Quoted passage:
==========
RFP under the control of pTAC promoter
This part is composed of the RFP coding sequence under the control of the pTAC promoter, a strong RBS and a bidirectional terminator.
Sequence and Features
- 10COMPATIBLE WITH RFC
- 12COMPATIBLE WITH RFC
- 21COMPATIBLE WITH RFC
- 23COMPATIBLE WITH RFC
- 25Illegal AgeI site found at 637
Illegal AgeI site found at 749
- 1000COMPATIBLE WITH RFC
pTAC promoter was taken from part BBa_K864400. This promoter is a hybrid of two operons: the trp and lac operons. This promoter is inducible by IPTG and commonly used in Escherichia coli for overproduction of proteins. E. coli NM522 strain that we used in our lab constitutively produces the LacIq protein, a strong pTAC promoter repressor. However, in absence of IPTG, we observed a strong leakage when plating our BBa_K1934000 transformants. Therefore, we decided to put a RFP reporter ORF under control of the pTAC promoter to characterize the promoter-driven transcriptional noise.
Expression of the pTAC-RFP fusion in presence of increasing amount of the inductor IPTG
Experimental designThe RFP coding sequence (BBa_E1010) was placed in silico under the control of the pTAC promoter (BBa_K864400), a strong RBS (BBa_B0030) and a bidirectional terminator (BBa_B0011). IDT performed the DNA synthesis and delivered the part as gBlock. The construct was cloned by conventional ligation into pSB1C3 plasmid and then transformed into E. coli NM522 strain. In order to study the efficiency of the pTAC promoter for the overproduction of proteins, recombinant clones were grown overnight in LB at 37°C in duplicate in three different induction conditions (IPTG concentrations): 0 mmol.L-1, 1 mmol.L-1 and 5 mmol.L-1. OD600 of each culture was measured every hour over six hours. E. coli NM522 strain was grown overnight in LB at 37°C in the same three induction conditions as control.
==========
Data provided:

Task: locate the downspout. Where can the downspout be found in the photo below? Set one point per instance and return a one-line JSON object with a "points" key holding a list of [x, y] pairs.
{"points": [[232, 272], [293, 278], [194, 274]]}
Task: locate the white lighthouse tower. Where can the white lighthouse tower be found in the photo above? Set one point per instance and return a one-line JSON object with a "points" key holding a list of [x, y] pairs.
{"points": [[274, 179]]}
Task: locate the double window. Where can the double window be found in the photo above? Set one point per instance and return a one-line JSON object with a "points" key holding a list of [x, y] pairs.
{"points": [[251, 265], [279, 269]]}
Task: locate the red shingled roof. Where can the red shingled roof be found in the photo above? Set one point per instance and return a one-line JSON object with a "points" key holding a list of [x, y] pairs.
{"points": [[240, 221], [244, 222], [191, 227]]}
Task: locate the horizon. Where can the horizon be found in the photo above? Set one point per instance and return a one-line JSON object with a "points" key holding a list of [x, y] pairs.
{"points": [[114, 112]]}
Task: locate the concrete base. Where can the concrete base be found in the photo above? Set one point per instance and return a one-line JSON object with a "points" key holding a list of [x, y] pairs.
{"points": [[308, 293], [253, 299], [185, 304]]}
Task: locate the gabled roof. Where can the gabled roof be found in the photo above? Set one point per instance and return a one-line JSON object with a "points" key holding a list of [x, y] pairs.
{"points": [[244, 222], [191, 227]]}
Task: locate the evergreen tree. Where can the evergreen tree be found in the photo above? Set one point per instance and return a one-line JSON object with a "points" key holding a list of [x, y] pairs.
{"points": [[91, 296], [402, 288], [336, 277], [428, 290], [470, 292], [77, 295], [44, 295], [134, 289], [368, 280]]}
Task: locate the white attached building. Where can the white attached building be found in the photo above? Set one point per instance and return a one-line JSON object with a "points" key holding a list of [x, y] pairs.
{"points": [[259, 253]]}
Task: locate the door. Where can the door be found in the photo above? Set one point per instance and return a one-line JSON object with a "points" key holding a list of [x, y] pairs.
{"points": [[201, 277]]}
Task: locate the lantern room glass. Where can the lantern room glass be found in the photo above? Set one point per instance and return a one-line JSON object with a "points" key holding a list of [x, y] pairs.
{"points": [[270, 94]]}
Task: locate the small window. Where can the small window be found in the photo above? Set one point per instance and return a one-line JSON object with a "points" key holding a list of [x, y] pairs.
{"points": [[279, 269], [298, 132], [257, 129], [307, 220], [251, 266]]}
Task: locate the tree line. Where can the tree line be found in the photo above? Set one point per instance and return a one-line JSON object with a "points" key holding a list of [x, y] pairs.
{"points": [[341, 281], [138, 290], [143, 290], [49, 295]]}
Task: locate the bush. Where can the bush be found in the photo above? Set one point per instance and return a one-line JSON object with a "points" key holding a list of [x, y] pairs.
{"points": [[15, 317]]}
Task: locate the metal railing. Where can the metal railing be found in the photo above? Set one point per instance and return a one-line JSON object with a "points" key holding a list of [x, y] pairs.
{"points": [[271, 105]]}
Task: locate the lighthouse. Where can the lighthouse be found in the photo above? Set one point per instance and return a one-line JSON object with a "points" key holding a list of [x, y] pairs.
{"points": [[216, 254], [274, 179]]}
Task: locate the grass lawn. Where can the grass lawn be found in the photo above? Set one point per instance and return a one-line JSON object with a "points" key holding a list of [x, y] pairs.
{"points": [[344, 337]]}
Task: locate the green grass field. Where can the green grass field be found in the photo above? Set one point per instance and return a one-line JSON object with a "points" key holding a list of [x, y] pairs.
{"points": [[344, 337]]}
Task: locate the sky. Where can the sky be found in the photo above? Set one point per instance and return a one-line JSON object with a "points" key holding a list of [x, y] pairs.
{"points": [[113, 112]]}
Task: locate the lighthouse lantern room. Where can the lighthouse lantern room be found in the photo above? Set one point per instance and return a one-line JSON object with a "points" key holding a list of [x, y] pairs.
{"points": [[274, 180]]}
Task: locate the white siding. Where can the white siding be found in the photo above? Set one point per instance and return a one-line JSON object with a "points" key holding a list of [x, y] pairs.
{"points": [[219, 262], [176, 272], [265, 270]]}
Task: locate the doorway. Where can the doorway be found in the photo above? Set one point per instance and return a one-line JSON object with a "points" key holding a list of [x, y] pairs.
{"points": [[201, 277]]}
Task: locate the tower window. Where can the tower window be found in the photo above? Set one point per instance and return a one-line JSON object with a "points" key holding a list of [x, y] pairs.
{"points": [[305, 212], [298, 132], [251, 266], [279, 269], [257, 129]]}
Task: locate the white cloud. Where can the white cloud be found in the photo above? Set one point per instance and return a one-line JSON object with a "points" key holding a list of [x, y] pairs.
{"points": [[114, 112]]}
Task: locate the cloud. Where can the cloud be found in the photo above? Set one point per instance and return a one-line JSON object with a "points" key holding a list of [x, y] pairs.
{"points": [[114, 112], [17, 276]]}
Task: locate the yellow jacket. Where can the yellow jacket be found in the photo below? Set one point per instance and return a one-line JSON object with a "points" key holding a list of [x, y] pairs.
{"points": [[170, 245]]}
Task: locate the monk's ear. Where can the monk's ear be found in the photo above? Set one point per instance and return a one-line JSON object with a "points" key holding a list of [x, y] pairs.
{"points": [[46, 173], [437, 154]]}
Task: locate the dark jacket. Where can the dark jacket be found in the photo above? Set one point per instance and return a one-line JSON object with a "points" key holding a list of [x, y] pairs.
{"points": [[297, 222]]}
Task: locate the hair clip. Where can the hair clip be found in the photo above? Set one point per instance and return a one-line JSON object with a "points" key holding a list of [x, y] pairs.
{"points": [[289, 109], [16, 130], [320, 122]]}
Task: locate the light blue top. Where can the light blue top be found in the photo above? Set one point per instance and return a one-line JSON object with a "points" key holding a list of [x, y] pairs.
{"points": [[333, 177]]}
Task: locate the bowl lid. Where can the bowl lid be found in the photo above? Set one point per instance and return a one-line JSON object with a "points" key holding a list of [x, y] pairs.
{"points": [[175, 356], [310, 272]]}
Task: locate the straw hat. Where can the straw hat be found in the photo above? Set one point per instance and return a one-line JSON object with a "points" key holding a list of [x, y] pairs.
==========
After the entries, continue the page describing the RFP part under the pTAC promoter, starting right after its final sentence.

Result below:
- Noise of the pTAC: fluorescence in absence of IPTG
We studied the noise of the promoter by comparing the normalized fluorescence between the construction and the NM522 strain without any induction of IPTG.
An ANOVA was made to see if there was a time effect between the two populations. We obtained a p-value of 0.61, suggesting that time had no effect on pTAC-RFP expression in absence of IPTG (α<0.05). Given this result, we gathered data to analyze if there was a significant difference between the two strains. A Student test was performed with the variance not equal. The p-value of 5.44*10-4 indicated that the strain carrying pTAC-RFP transcriptional fusion displayed a higher fluorescence than the control strain.
- pTAC induction by increasing concentration of IPTG
Then we studied the induction of the promoter by comparing the normalized fluorescence of the construction under the induction of [IPTG] = 0 and 1 mmol.L-1.
An ANOVA test was made to see if there was a time effect between the two populations. A p-value of 0.21 indicated that time had no effect on the fluorescence induction (α<0.05). Data was therefore gathered in order to compare the strain fluorescence with 1 mmol.L-1 IPTG and no IPTG. We realized a Student test with the variance not equal and obtained a p-value of 8.57*10-3, showing a difference of fluorescence due to the presence of IPTG in the medium.
Finally, we compared the expression of the pTAC-RFP transcriptional fusion in 2 concentrations of IPTG: 1 and 5 mmol.L-1.
An ANOVA was made to see if there was a time effect between the two populations. A p-value of 0.06 indicated that time had no effect (α<0.05). From there, we could gather the data to analyze if there was a significant difference between the two concentrations of IPTG.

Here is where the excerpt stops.